**Prompt**
Continue the blog post about calling a sewing pattern a kimono, starting right after its last sentence.

Wednesday 5 June 2019

How many kimonos do I have in the closet?!


One of the people who contacted me recently was an American woman resident in Japan for 21 years. She wanted to let me know she had done a straw poll of her Japanese friends and they were astounded to find out anyone was saying using kimono as part of a pattern description is any sort of a problem. This lady also told me, along with sending a picture, that the fast fashion outlets in Tokyo are full of cheaply made garments mass produced in Korea, Thailand, Indonesia, Bangladesh et al that are described as kimonos but have no relationship to the traditional costume.




Nobody, whether Japanese or not is confused by the appropriation. No indigenous Japanese are up in arms about this or consider it an offence….except perhaps people of Japanese heritage living in the diaspora…

So maybe some of these people need to be heading back to Japan to educate the natives that they are being oppressed and need to rise up and reject the cultural appropriation of westerners. Quite honestly I don’t see any evidence that Japanese culture is under threat or faltering in any way, unless you want to sign up with Makiko Hastings despair that the younger generation have adopted western clothes and music way too enthusiastically. Perhaps we need to rethink apartheid and keep all the cultures and colours strictly segregated least there be any unseemly fraternising.




The best success of the activists has been in polarising the sewist community by setting up this specious proposition. Because of my choice to use the word for a pattern I'll be publishing there will be consequences. I’ll lose sales. Internet FB pages and groups that would have previously promoted my design will declare their disagreement with my view and refuse to let me or any other business using kimono in their pattern name to be advertised. My reputation will be lowered as peeps mutter about my white supremacist, imperialist racism and violence towards the BIPOC community.

I care about the BIPOC community. I want them to flourish in every way. 

About 6 years ago when I worked in aged care I was servicing a client when she complained that the little town we live in was being wrecked by an influx of people from non white nationalities buying and running the local businesses. ….actually to be precise she termed it more like “the whole town is going to the pack when the only people attracted to live here are darkies”. She didn’t want to buy her medications from the one local pharmacy because it would give support the Indian couple who were the new business owners.

**Data for analysis**
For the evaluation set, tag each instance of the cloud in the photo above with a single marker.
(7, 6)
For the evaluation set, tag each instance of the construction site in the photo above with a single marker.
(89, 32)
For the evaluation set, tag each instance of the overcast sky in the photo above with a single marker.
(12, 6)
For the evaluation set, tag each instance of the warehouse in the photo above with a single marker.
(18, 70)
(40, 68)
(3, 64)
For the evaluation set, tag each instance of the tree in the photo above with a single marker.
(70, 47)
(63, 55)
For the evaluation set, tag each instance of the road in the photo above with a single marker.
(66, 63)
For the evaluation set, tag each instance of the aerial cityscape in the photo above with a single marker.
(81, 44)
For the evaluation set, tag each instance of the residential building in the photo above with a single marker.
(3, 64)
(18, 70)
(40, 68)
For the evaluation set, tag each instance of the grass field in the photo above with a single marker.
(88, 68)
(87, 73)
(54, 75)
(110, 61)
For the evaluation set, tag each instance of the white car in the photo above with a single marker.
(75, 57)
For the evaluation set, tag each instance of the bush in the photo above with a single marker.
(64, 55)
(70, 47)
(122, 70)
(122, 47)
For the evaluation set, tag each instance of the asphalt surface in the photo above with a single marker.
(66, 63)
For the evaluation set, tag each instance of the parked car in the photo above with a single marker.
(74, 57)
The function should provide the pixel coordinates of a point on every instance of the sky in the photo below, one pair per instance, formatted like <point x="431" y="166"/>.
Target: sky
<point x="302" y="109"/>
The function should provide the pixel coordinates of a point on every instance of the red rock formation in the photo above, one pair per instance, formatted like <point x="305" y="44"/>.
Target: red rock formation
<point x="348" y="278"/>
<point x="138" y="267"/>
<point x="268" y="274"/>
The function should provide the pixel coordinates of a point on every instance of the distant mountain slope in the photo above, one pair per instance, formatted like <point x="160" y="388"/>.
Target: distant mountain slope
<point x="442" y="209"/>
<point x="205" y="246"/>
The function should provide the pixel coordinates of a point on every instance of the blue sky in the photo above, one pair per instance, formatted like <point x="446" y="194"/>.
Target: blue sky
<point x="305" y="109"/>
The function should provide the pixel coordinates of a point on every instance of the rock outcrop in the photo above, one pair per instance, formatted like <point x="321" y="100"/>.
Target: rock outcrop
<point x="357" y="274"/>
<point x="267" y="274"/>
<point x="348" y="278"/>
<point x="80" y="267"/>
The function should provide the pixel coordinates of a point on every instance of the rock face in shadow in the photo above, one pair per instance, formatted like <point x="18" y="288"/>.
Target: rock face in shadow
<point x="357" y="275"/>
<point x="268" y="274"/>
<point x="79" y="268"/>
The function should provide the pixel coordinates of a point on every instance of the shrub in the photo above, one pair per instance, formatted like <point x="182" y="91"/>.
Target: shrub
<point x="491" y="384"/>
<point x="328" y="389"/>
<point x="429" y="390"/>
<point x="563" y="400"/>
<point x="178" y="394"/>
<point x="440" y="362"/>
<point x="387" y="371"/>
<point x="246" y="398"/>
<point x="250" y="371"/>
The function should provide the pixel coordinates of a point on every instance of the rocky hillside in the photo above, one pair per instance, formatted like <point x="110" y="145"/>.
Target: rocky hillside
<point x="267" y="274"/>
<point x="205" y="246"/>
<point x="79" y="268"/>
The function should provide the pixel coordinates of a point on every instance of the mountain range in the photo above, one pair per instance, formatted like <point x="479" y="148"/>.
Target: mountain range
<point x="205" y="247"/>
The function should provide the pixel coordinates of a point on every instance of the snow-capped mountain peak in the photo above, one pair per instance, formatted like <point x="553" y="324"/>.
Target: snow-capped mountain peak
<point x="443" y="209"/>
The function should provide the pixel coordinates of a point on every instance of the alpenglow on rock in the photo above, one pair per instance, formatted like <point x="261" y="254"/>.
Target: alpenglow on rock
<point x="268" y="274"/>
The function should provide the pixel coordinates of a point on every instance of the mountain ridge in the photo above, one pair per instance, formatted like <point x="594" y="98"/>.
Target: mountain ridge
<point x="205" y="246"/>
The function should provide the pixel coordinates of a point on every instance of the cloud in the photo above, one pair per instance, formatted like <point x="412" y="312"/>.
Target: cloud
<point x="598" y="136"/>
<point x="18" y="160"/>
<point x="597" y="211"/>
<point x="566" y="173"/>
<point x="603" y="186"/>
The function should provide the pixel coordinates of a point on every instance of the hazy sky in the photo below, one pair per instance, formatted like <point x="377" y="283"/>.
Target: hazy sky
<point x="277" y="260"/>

**Response below**
I did a calculation with what I said next, deciding it would be worth it, because I knew if she complained I would lose my job. I said to her “Do you feel grateful that the Indian lady who owns the pharmacy has joined our local fire brigade? How would you feel about her skin colour if she arrived to save you or your house from burning down? I find your racist opinions really shameful and you should keep them to yourself because it offends me when you say stuff like that” She did accuse me of being “one of those lefties” but didn’t complain about me to my employers so I was in the job for a bit longer. 

On another occasion she said lesbians were disgusting but not nearly as evil as what those men did to each other (duhhh, would that be love, hug, kiss?). This comment was made when I was helping her make a phone vote in the Federal election of 2013 and this was her justification for voting for a far right gay hating political party. She was horrified that gay marriage might become a reality. My integrity drew the line at giving her the wrong information to vote for a different political party but the thought did cross my mind though!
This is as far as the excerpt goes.